» **DOCUMENT SECTION**:
* * * * * * * * *

One of the points of the gdb.linespec/cpcompletion.exp and
gdb.linespec/cpls-*.exp testcases is making sure that completion
and actually setting a breakpoint finds the same locations.

Let me know if this answers your question.

Thanks,
Pedro Alves
Joel Brobecker - Jan. 9, 2018, 9:46 a.m.
> > I am wondering why minimal symbols are involved in this case,
> > considering that the C file was build with debugging information.
> > Shouldn't we be getting the function's address from the partial/full
> > symtabs instead?
> 
> AFAIK, GDB always worked this way for linespecs, even before my C++
> wildmatching patches -- we collect symbols from both debug info and
> minsyms, and coalesce them by address to avoid duplicates
> (linespec.c:add_matching_symbols_to_info).  

That's true.

What surprises me is that, before your patch, we were finding
no symbol at all. So we were failing the lookup both with minimal
symbols, and within the partial/full symtab.

Your patch, IIUC, handles the lookup at the minimal symbol level,
which is indeed a good thing. But shouldn't we also be finding
that same symbol through the partial/full symtab search? I have
a feeling that your minimal symbol patch might be hiding a bug
in the search for the symbol, at least from the linespec module.

I did a bit of debugging this morning, first with the following
snapshot, which is shortly before the wild-matching patch series:

    commit b346cb961f729e2955391513a5b05eaf02b308ea
    Author: GDB Administrator <gdbadmin@sourceware.org>
    Date:   Wed Nov 8 00:00:20 2017 +0000

The function iterate_over_all_matching_symtabs finds the function
in the bar.c's partial symtab because the matching function is...

           [&] (const char *symbol_name)
           {
             return symbol_name_cmp (symbol_name, name) == 0;
           },

... where name, in this case is "MixedCaseFunc" -- The "<>" has been
stripped. They got stripped by linespec.c::find_linespec_symbols
when it took that name and converted it to a lookup name via:

  if (state->language->la_language == language_ada)

* * * * * * * * *

» **RECORDS**:
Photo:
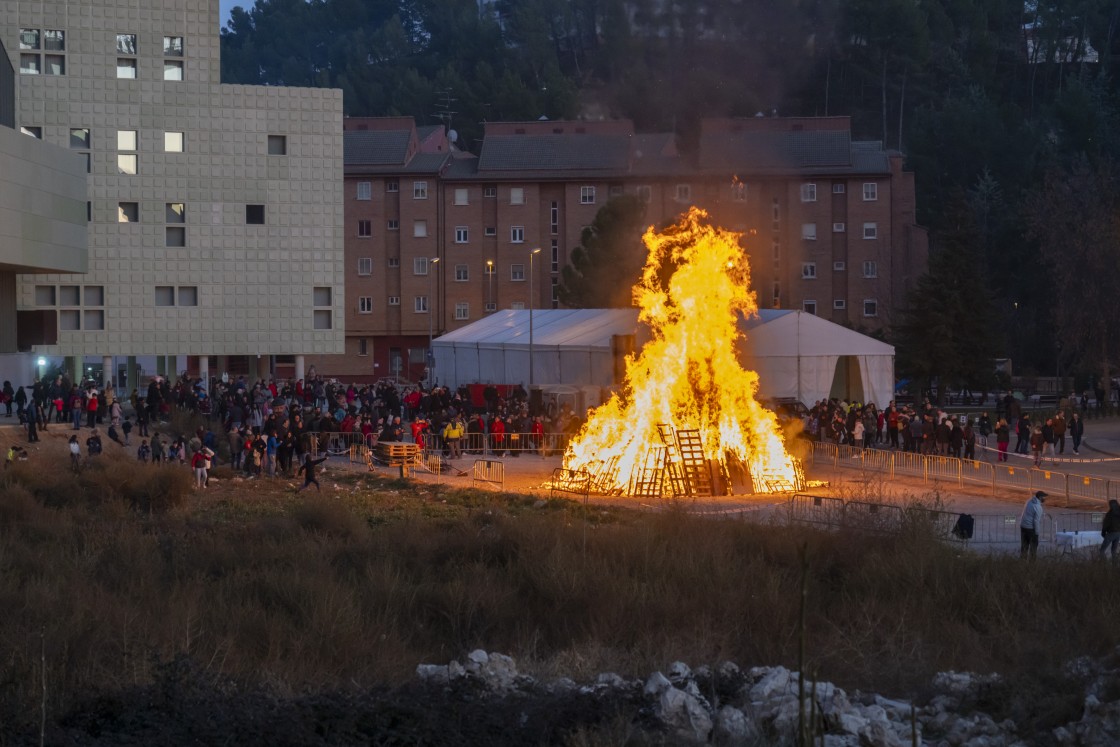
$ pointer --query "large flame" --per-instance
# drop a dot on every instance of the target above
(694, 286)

* * * * * * * * *

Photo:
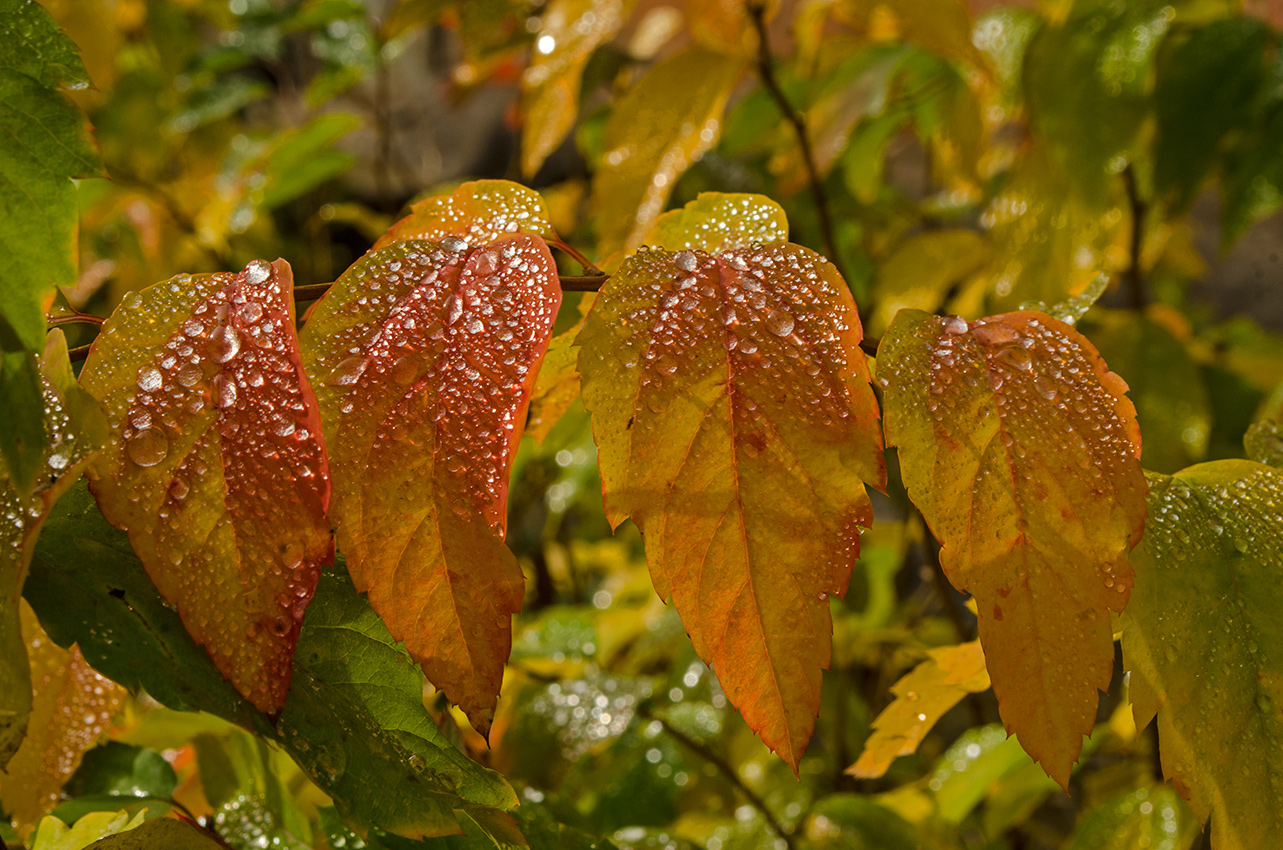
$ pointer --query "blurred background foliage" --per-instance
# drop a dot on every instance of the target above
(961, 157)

* * * * * * * * *

» **STATED GOAL 1**:
Answer these questions using the GDB linespec thread:
(a) Which testcases are meant to ensure that completion and setting a breakpoint find the same locations?
(b) Which function in linespec.c is given as the place where symbols from debug info and minsyms are coalesced by address?
(c) Which function stripped the "<>" from the name "MixedCaseFunc"?
» **STATED GOAL 2**: Write what comes next in the GDB linespec thread, picking up right after its last line.

» **WRITTEN RESPONSE 1**:
(a) gdb.linespec/cpcompletion.exp and gdb.linespec/cpls-*.exp
(b) linespec.c:add_matching_symbols_to_info
(c) linespec.c::find_linespec_symbols

» **WRITTEN RESPONSE 2**:
    {
      /* In Ada, the symbol lookups are performed using the encoded
         name rather than the demangled name.  */
      ada_lookup_storage = ada_name_for_lookup (name);
      lookup_name = ada_lookup_storage.c_str ();
    }
  else
    {
      lookup_name = demangle_for_lookup (name,
                                         state->language->la_language,
                                         demangle_storage);
    }

In the newer version, find_linespec_symbols gets passed the lookup_name
directly, and that lookup_name is now "<MixedCaseFunc>". Those extra
"<...>" are what eventually gets in the way when we compare this
lookup_name against the partial's symbols name (in
default_symbol_name_matcher, which does an strncmp_iw_with_mode
comparison, IIUC).

The call to find_linespec_symbols comes from linespace_parse_basic,
which has:

  /* Try looking it up as a function/method.  */
  find_linespec_symbols (PARSER_STATE (parser),
                         PARSER_RESULT (parser)->file_symtabs, name,
                         PARSER_EXPLICIT (parser)->func_name_match_type,
                         &symbols, &minimal_symbols);

I really hate to be stopping the investigation at this point, as
I feel I am onto something, but I am running out of time for today.

The part where I am not sure yet is whether we should be transforming
"name" into a "lookup_name" before calling find_linespec_symbols, or
whether we should be handling the angle brackets during the symbol
comparison... Or something else entirely! This is still all fairly
new to me...

Note that I was thinkg we would need to be stripping the executable
for us to demonstrate an error, but in fact, this is what happens
if I use "print" instead of "break":

    (gdb) p <MixedCaseFunc>
    $1 = {<text variable, no debug info>} 0x4024dc <MixedCaseFunc>

With the snapshot prior to the patch series, GDB knows that
MixedCaseFunc is a function without parameters, and the expression
above means calling it. As I was debugging without having started
the inferior, I got the following (expected) error:

    (gdb) print  <MixedCaseFunc>
    You can't do that without a process to debug.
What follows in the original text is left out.